◆ WHAT IS NEEDED
Can you reproduce, word for word and with nothing else, the lines of the listing below from the line with "Can you find the hillside?" to the line with "<point>812,240</point>", both included?

--- begin ---

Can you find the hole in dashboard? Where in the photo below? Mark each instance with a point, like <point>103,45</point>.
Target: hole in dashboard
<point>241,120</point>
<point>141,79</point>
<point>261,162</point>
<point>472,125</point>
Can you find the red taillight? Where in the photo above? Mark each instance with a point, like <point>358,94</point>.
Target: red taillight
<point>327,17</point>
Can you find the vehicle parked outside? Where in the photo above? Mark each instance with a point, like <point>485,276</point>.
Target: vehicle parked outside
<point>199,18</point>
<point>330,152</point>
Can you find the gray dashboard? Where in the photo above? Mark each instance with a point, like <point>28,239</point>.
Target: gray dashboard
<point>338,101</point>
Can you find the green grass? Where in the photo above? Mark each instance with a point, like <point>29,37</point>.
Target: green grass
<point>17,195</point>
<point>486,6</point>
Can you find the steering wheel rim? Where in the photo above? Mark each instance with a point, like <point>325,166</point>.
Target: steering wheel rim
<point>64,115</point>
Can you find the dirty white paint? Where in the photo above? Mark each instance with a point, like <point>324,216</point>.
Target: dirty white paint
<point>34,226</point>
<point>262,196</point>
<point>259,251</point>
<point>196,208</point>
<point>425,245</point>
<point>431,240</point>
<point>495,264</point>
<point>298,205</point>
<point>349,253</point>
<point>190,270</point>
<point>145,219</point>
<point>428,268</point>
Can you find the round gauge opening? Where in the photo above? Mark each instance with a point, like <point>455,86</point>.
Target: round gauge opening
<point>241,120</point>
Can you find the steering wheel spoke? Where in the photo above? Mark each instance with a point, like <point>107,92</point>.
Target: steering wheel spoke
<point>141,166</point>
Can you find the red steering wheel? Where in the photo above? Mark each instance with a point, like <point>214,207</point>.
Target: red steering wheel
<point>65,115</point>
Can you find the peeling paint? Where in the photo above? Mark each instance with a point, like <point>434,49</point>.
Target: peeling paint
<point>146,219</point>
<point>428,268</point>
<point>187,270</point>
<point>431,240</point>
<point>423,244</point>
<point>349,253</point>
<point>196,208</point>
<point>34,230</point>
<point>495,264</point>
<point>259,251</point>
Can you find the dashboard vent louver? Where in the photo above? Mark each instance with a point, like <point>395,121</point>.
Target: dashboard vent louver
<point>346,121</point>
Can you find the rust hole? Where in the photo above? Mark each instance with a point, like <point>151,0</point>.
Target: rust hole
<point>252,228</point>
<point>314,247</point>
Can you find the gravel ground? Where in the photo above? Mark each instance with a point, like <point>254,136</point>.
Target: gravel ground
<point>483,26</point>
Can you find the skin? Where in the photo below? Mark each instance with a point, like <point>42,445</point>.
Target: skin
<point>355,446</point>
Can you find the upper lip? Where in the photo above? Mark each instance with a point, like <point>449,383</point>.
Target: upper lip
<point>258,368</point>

--- end ---
--- begin ---

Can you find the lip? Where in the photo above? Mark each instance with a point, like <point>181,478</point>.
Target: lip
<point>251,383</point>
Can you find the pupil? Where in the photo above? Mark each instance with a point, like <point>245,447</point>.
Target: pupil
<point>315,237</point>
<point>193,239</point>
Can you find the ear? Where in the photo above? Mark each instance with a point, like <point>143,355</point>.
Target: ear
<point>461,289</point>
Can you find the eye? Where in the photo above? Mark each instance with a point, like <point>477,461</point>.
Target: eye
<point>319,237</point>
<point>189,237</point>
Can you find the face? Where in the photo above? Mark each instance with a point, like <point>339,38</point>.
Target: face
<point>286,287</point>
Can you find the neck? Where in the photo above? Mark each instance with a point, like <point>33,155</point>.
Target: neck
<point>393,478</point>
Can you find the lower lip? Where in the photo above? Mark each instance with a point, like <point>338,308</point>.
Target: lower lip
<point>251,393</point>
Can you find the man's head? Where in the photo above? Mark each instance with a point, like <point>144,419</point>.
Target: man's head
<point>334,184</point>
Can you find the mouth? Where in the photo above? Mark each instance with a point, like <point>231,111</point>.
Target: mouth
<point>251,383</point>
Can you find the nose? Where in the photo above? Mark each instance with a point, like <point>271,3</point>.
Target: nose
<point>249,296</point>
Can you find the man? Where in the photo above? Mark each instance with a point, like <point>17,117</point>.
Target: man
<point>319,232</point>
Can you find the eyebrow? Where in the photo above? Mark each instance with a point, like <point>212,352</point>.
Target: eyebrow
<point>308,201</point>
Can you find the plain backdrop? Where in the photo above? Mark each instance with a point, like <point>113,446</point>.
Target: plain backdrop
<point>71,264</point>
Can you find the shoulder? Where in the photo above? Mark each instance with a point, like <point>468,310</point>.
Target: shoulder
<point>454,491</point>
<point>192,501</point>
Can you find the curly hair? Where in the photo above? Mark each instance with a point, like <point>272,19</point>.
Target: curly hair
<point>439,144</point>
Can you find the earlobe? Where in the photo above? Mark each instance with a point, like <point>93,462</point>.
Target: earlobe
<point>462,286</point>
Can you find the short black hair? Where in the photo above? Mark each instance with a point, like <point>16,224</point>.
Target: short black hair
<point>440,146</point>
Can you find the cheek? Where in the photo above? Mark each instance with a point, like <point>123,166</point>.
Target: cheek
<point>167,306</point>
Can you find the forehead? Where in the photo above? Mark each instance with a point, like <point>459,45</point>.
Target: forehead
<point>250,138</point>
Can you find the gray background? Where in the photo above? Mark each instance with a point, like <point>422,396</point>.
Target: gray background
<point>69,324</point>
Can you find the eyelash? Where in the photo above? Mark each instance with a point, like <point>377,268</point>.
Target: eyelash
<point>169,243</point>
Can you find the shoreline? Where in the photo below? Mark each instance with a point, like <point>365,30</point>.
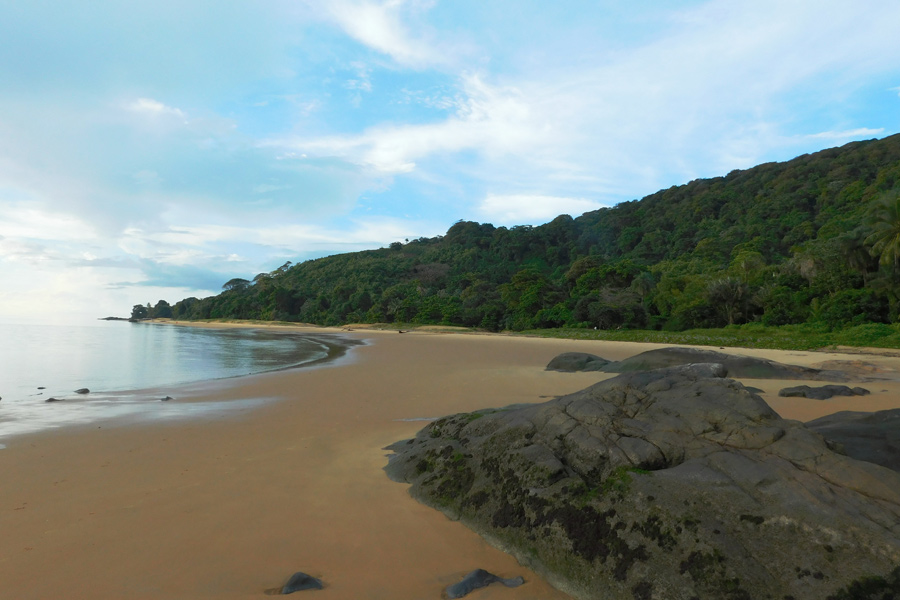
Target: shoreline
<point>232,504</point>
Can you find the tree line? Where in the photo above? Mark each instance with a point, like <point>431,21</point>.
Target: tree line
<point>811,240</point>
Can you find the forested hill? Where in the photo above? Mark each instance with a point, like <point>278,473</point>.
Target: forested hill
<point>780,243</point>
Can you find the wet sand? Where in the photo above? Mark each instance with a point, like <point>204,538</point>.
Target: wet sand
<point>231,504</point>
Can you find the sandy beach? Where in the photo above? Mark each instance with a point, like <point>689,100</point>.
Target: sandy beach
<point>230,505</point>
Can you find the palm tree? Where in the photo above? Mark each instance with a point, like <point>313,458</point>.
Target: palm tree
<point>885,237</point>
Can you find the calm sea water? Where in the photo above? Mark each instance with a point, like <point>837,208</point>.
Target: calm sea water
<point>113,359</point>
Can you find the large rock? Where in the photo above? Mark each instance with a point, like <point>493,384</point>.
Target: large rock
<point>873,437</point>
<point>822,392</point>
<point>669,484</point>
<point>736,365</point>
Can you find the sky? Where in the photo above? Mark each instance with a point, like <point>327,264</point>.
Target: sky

--- end ---
--- begin ---

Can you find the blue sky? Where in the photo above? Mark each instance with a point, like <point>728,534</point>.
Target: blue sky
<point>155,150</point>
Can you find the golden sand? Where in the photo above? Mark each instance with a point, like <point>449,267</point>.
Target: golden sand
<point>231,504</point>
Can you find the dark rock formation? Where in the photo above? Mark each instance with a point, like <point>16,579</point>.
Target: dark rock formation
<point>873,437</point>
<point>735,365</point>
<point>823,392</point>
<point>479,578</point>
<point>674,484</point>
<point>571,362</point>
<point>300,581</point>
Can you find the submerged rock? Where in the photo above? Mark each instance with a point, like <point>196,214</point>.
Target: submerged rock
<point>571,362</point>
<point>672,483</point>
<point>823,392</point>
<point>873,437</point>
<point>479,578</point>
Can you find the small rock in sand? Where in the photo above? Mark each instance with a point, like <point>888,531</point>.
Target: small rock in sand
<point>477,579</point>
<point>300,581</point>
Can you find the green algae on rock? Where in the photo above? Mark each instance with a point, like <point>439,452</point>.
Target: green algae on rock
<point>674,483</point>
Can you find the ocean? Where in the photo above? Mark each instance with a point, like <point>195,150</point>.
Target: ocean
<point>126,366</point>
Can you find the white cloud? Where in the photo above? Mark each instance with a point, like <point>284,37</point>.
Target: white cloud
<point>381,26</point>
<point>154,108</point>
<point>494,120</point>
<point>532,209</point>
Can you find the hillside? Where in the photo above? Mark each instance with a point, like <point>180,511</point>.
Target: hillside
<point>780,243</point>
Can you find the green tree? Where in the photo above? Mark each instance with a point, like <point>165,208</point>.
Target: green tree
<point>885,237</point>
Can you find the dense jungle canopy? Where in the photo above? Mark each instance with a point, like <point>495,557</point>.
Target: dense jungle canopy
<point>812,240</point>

--- end ---

◆ ANSWER TO THIS EXERCISE
Can you find the hillside? Where in the photo above? Mark each instance with a point, like <point>180,511</point>.
Target: hillside
<point>780,243</point>
Can you find the green tree? Where in the photo above? Mark each instance with a point, like <point>165,208</point>.
Target: green tree
<point>885,237</point>
Can you find the dense jungle canopy? Where in the photo above? Mark each instance with a point, like <point>495,557</point>.
Target: dense jungle canopy
<point>812,240</point>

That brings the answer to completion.